A plan to increase the capacity for next year’s finals by moving the tournament to one of Ally Pally’s bigger halls has already been mooted, while a new tournament in Tokyo will showcase the sport’s finest before a country with a population of more than 127 million potential fans. Whether or not they are more reserved than their raucous, beer-sodden and imaginatively-attired British and Irish counterparts remains to be seen.

With the dominance of the 16-times world champion Phil Taylor having waned in recent years, the field has never been more open for professional darts players.

The nine major PDC events of the past calender year produced six different winners, while total prize money for all their tournaments is closing in on almost £10m. It is a figure Hearn believes he can “smash” sooner rather than later.

“Now I am looking at £20m,” he said. “The perception of the game is changing globally. I believe darts is only just beginning and there is another level to go.” Having already revamped snooker and taken it to China, it doesn’t take much imagination to figure out which market the PDC chairman sees as a source of potentially huge extra revenue.

* * * *

> _SHORT TASK_
Can you reproduce the passage of the darts text starting at "With the dominance" and ending at "professional darts players."?

> _DATASET EXCERPTS_
* * * *

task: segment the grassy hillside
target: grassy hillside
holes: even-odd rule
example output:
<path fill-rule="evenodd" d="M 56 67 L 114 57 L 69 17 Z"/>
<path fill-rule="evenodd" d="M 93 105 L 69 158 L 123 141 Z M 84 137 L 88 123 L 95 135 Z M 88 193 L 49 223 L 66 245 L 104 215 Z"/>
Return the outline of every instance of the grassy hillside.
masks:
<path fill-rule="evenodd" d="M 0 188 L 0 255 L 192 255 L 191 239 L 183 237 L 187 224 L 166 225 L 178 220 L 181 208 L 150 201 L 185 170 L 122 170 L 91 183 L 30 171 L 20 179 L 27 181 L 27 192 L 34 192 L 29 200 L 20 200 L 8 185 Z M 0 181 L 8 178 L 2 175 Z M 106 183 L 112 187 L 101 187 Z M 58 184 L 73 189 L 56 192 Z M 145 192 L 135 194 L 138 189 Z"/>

* * * *

> _SOLUTION FOR THIS TASK_
With the dominance of the 16-times world champion Phil Taylor having waned in recent years, the field has never been more open for professional darts players.